Requirement :: Nothing should be left out: output all of the entries exactly.

Exercise data ::

[Start of Attachment]

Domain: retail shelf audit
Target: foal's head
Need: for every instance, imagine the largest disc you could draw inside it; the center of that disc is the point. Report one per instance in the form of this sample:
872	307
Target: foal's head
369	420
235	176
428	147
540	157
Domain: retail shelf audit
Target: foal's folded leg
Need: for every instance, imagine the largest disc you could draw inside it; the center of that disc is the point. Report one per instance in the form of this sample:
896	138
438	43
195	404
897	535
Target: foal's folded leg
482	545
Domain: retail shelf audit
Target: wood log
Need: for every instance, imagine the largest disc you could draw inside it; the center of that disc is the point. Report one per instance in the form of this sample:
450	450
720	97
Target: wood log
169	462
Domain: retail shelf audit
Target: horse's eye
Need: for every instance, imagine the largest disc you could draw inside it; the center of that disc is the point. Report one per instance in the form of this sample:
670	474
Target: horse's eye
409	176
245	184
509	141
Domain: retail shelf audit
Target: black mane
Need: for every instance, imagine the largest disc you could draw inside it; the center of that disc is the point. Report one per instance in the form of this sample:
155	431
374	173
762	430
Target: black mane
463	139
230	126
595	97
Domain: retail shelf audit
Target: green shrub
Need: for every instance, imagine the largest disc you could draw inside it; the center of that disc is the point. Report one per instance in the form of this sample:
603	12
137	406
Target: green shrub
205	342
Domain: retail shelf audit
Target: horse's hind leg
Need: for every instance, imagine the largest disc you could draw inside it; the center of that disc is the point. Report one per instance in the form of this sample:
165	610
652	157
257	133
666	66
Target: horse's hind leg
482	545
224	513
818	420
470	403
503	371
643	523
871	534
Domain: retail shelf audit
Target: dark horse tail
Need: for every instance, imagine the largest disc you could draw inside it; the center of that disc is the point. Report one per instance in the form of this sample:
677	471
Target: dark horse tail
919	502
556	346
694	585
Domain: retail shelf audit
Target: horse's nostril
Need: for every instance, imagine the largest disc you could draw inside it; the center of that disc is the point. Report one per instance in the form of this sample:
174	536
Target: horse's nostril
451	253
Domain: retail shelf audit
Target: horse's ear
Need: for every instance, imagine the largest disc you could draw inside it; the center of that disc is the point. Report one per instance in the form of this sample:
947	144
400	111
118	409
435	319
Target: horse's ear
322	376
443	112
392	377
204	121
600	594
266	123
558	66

[End of Attachment]

Exercise output ::
Domain: retail shelf audit
Target: foal's head
Need: for every instance, imagine the largest disc you could draw inside it; the center of that disc is the point. Report one per instance in the form of this sample:
872	307
Target: foal's head
369	420
235	176
428	147
540	157
Domain: retail shelf audit
Target: foal's folded leg
Need: for every instance, imagine the largest disc you could draw inside it; the center of that disc is the point. Report one per instance in the form of this sample:
896	138
438	43
195	404
897	535
Target: foal's folded leg
482	545
Domain: retail shelf audit
Target: wood log
Need: for every instance, imagine the largest disc you could draw inside it; the center of that disc is the point. Report one per instance in the form of this sample:
450	450
720	97
Target: wood log
169	462
Domain: retail shelf audit
Target: horse's eye
Need: for every instance, imagine the largest disc you could draw inside it; the center of that disc is the point. Report one per instance in the form of this sample:
670	474
Target: horse's eye
409	176
245	184
509	141
Domain: retail shelf audit
Target: black mane
Need: for every instance, imagine the largest disc you could draw inside it; the center of that disc is the point. Report one per instance in the form of this sample:
155	431
374	173
762	430
Target: black mane
463	139
230	126
595	97
Domain: retail shelf audit
Target: green shrub
Need: for every instance, imagine the largest disc you could draw inside it; the center of that disc is the point. Report one per instance in the form of this sample:
603	12
137	406
Target: green shrub
205	342
Domain: retail shelf audit
Target: horse's hind leg
Need: for every instance, imagine the largest disc you could draw inside it; the center of that disc is the point. Report one per instance in the form of this sample:
165	610
652	157
257	133
666	66
Target: horse's hind leg
482	545
224	513
818	420
470	403
503	371
643	523
871	534
Domain: retail shelf audit
Target: dark horse tail
Need: for every instance, imagine the largest disc you could draw inside it; the center of that disc is the point. Report one per instance in the form of this sample:
677	471
Target: dark horse tail
919	502
556	346
694	585
Domain: retail shelf audit
Target: horse's nostril
Need: for every instance, imagine the largest disc you could draw inside it; the center of that disc is the point. Report one per instance in the form of this sample:
174	536
Target: horse's nostril
451	253
Domain: retail shelf audit
Target: horse's ear
Need: for every instance, imagine the largest disc you could draw inside it; the center of that disc is the point. Report one per instance in the form of this sample:
947	144
400	111
118	409
435	319
Target: horse's ear
322	376
443	112
392	377
204	121
600	594
266	123
558	66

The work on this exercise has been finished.